**Entries shown:**
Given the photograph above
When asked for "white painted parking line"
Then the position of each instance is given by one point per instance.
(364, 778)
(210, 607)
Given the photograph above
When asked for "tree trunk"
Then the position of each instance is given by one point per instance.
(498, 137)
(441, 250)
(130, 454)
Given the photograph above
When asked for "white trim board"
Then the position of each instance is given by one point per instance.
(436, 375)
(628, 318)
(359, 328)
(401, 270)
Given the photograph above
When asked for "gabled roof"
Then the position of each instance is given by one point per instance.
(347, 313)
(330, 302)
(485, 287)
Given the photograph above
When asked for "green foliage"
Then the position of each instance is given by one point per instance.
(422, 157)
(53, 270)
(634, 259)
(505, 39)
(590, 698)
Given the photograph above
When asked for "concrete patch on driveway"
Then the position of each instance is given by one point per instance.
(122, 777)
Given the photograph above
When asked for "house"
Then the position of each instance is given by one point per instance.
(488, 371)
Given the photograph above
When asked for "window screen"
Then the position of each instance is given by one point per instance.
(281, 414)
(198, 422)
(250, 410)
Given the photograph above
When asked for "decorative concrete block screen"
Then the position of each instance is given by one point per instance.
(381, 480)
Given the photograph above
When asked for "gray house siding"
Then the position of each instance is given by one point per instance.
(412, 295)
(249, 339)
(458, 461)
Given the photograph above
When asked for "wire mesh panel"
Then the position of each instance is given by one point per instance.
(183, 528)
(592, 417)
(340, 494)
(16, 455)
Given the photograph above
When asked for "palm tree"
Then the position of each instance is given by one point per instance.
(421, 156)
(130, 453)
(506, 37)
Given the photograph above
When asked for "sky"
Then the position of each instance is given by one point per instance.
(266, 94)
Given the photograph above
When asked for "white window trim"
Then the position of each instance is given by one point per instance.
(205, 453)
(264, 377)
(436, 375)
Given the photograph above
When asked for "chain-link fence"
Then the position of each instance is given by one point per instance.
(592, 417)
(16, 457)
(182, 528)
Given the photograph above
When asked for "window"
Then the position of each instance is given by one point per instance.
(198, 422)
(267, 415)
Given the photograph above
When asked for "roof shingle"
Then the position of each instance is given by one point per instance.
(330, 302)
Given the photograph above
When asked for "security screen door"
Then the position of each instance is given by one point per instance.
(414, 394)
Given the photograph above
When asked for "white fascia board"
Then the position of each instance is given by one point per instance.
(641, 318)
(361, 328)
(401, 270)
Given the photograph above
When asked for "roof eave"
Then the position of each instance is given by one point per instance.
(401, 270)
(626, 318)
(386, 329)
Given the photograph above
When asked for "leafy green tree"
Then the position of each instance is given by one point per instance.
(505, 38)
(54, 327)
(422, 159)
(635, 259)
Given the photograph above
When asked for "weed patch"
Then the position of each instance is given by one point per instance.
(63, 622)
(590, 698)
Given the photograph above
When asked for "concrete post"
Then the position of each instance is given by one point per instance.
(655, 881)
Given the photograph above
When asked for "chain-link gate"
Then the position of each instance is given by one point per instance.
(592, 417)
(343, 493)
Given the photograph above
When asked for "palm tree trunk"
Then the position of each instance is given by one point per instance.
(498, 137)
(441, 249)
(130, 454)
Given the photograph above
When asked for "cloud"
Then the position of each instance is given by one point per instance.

**What is being asked:** Among the entries, count how many lines hold the string "link", then state only that number.

**Written answer:** 2